GOAL OF THE EXERCISE = Reproduce all of the data exactly.

ENTRIES =
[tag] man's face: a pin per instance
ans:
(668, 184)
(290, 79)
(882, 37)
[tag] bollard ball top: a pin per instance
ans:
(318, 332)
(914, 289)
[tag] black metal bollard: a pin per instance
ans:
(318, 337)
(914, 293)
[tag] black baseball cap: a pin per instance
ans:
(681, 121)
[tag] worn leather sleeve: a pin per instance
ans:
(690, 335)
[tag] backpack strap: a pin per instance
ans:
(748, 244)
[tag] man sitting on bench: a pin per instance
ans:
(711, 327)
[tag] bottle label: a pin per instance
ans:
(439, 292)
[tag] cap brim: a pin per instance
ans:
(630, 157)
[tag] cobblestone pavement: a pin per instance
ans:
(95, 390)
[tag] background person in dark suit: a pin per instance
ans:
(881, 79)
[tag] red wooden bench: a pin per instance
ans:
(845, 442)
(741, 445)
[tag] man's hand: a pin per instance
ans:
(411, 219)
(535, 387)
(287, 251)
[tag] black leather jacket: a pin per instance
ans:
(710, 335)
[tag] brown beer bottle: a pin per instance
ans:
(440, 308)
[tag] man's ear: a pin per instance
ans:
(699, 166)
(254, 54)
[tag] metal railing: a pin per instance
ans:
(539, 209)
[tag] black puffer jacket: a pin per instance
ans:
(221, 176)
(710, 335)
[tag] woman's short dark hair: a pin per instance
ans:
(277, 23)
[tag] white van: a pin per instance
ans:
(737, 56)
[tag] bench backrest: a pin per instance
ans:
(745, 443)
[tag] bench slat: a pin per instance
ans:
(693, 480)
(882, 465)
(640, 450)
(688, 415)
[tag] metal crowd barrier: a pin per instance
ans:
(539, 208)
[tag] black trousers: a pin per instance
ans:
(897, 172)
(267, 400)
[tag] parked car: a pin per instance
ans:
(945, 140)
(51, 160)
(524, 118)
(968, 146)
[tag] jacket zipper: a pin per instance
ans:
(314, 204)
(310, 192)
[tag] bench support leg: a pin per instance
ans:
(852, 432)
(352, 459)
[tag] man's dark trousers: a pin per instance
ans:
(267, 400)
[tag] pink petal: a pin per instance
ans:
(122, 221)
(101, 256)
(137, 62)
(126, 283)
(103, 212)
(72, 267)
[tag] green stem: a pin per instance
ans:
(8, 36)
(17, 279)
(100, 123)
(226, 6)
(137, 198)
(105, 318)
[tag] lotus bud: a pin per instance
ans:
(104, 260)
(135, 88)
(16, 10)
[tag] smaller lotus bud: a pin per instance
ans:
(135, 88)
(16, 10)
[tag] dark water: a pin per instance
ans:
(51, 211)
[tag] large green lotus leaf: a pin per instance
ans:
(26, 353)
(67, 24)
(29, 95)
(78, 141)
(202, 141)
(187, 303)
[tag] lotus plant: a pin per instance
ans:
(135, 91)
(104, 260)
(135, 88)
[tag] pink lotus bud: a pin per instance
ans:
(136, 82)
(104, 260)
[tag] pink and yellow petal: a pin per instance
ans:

FINAL RESULT =
[tag] man's face: a pin per instance
ans:
(668, 184)
(290, 79)
(882, 37)
[tag] bollard ball top: a pin per instance
ans:
(318, 332)
(914, 289)
[tag] black metal bollard: a pin per instance
ans:
(318, 337)
(914, 293)
[tag] black baseball cap: a pin per instance
ans:
(681, 121)
[tag] worn leather sleeve: a pin per instance
ans:
(690, 335)
[tag] backpack strap: a pin per instance
ans:
(748, 244)
[tag] man sitting on bench: a pin per instance
ans:
(711, 327)
[tag] bottle label: a pin per instance
ans:
(439, 292)
[tag] cap brim: a pin per instance
ans:
(630, 157)
[tag] cobblestone pavement: a pin per instance
ans:
(95, 390)
[tag] background person in dark suit: a pin per instance
ans:
(881, 79)
[tag] red wooden bench: a pin per instance
ans:
(845, 442)
(741, 445)
[tag] man's hand: a pin per instance
ans:
(411, 219)
(535, 387)
(287, 251)
[tag] black leather jacket: a pin per instance
ans:
(710, 335)
[tag] brown beer bottle: a pin per instance
ans:
(440, 308)
[tag] man's ear: a pin per instance
ans:
(699, 166)
(254, 54)
[tag] metal railing: a pin per instance
ans:
(539, 209)
[tag] black puffer jacket: a pin per instance
ans:
(221, 176)
(710, 335)
[tag] woman's short dark hair: a pin per instance
ans:
(277, 23)
[tag] white van: a pin per instance
ans:
(737, 56)
[tag] bench backrest: a pin per instance
ans:
(745, 443)
[tag] bench slat: a pin per instance
ans:
(693, 480)
(882, 465)
(640, 450)
(688, 415)
[tag] metal crowd barrier: a pin per instance
ans:
(539, 208)
[tag] black trousers: a pin per instance
ans:
(897, 172)
(267, 400)
[tag] parked car: a pin per instance
ans:
(945, 140)
(51, 160)
(524, 118)
(968, 146)
[tag] jacket zipper: a pin per instance
ans:
(314, 204)
(310, 192)
[tag] bench support leg: a pin per instance
ans:
(852, 432)
(352, 459)
[tag] man's dark trousers: a pin per instance
ans:
(267, 400)
[tag] pink petal: a pin per instance
ans:
(122, 221)
(101, 256)
(137, 62)
(126, 283)
(103, 212)
(72, 267)
[tag] green stem: a pin per instance
ans:
(8, 36)
(17, 279)
(100, 123)
(226, 6)
(137, 198)
(105, 318)
[tag] lotus bud: a pin per instance
ans:
(104, 260)
(135, 88)
(16, 10)
[tag] smaller lotus bud: a pin per instance
ans:
(135, 88)
(16, 10)
[tag] dark water: a pin per instance
ans:
(51, 211)
[tag] large green lotus leaf: a pin per instance
ans:
(26, 353)
(67, 24)
(29, 95)
(78, 141)
(202, 141)
(187, 303)
[tag] lotus plant: a pin per instance
ans:
(135, 91)
(104, 260)
(135, 88)
[tag] pink lotus bud: a pin per instance
ans:
(136, 82)
(104, 260)
[tag] pink and yellow petal: a pin per instance
ans:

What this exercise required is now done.